> READING PASSAGE
★ ★ ★
Paris Olympics champion Zheng Qinwen rallied from a set down to beat Amanda Anisimova 4-6, 6-4, 6-2 on Monday and reach the second round of the US Open where she will next face Erika Andreeva, who held off Yuan Yue 6-3, 7-6(7).
Andreeva, at a career high of No.75 after reaching her first WTA quarter-final last week in Monterrey, saved one set point in the second-set tiebreak before hammering a forehand winner to convert her second match point.
“Obviously she’s hitting the ball really good today,” Zheng said of Anisimova, who is on the upswing since returning from a mental health break in January -- when she was ranked 373rd in the world. A run to the final at Toronto this month saw her return to the top 50 and gain a wild card invitation into the main draw.
“Every ball (from Anisimova) went inside in the beginning and I couldn’t do anything,” Zheng said. “More as the match goes I started to find my rhythm on hard court. Little by little I started to get into the rhythm.”
Zheng, who finished runner-up to Aryna Sabalenka at the Australian Open in January, has said she didn’t want the same let-down that followed that performance happen in the wake of her groundbreaking Paris Games triumph.
★ ★ ★
> WORK INSTRUCTION A
Reproduce part of the Zheng Qinwen article word for word, beginning at the words "Andreeva, at a" and stopping after "second match point.".
> WORK INSTRUCTION B
Extend the Zheng Qinwen article with what comes next, starting after its final sentence.
The lines after the Zheng Qinwen article have no connection to it.

> INFORMATION SHOWN
★ ★ ★
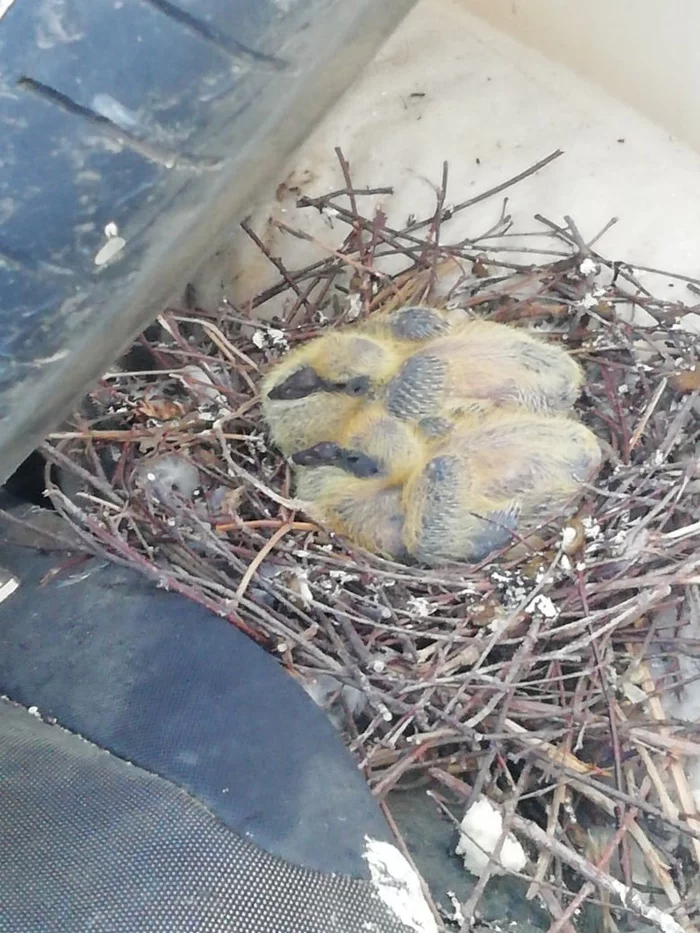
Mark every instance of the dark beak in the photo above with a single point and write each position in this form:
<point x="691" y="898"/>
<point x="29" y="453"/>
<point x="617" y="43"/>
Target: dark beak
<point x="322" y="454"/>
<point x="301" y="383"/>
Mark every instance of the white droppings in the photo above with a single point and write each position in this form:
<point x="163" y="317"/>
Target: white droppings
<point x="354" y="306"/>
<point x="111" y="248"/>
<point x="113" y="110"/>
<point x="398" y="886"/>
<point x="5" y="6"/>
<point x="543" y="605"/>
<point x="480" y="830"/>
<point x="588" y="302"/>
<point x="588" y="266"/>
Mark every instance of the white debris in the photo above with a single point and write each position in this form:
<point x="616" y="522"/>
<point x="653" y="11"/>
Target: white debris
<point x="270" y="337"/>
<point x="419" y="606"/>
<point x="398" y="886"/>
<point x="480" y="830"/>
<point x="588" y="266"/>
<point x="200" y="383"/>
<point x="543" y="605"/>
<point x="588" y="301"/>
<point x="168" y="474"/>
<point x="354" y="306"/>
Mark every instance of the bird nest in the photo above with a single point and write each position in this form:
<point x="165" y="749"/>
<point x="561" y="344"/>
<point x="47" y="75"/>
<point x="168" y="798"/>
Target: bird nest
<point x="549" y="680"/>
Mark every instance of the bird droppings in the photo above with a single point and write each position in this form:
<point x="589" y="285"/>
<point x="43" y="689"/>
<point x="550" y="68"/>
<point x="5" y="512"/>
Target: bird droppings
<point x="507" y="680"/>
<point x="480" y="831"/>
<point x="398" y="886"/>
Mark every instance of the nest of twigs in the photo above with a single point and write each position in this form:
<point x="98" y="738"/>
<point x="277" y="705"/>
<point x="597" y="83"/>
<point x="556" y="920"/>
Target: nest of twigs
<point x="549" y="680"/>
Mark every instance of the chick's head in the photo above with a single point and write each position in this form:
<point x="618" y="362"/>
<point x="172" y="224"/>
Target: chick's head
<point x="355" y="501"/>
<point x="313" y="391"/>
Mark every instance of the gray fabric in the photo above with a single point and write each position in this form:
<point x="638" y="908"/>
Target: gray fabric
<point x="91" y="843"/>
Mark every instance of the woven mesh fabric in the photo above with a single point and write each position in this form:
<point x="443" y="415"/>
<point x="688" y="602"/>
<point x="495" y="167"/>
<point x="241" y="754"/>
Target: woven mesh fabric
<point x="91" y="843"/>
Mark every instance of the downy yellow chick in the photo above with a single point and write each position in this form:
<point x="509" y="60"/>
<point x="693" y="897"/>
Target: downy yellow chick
★ ★ ★
> EXERCISE ANSWER A
Andreeva, at a career high of No.75 after reaching her first WTA quarter-final last week in Monterrey, saved one set point in the second-set tiebreak before hammering a forehand winner to convert her second match point.

> EXERCISE ANSWER B
Asked on court about her run to gold -- which made her China’s first Olympic tennis singles champion -- she was gracious but already looking forward.
“I’m happy what I did in the past, but right now I just want to focus on what I do here,” said Zheng, who could face Sabalenka again in the quarter-finals.
Shelton downs Thiem: Dominic Thiem’s Grand Slam career came to an end at the US Open on Monday on the same Arthur Ashe court where he won his only major in 2020.
The injury-plagued former world number three went down to a 6-4, 6-2, 6-2 defeat to American 13th seed Ben Shelton, his eighth first round exit at his last 10 Slams.
Thiem had already announced his intention to retire from tennis on home ground in Vienna in October, giving up on his fruitless battle to fully recover from a persistent wrist injury.
When Thiem captured his first Slam by defeating Alexander Zverev from two sets down in the 2020 US Open final, it appeared that he was finally poised to challenge the likes of Roger Federer, Novak Djokovic and Rafael Nadal at the highest level.
It also ended a sequence of three defeats in three Slam finals -- to Nadal at the 2018 and 2019 French Open and against Djokovic in five sets at the 2020 Australian Open.
However, his career went into a tailspin in the summer of 2021 when he suffered a wrist injury at the Mallorca ATP tournament.
Thiem suffered serious ligament damage and was forced to sit out the rest of 2021.
He played just two Slams in 2022 and his ranking fell to outside the top 100 for the first time in over a decade.
“I just want to say thanks for all the support. It’s been 10 years since I first played here, I had my greatest success on this court,” said Thiem whose 2020 triumph was witnessed by just a handful of people with the tournament played out at the height of the Covid pandemic.
Heading into the US Open, Thiem had won just two main draw matches all year, the most recent was at Estoril in the first week of April.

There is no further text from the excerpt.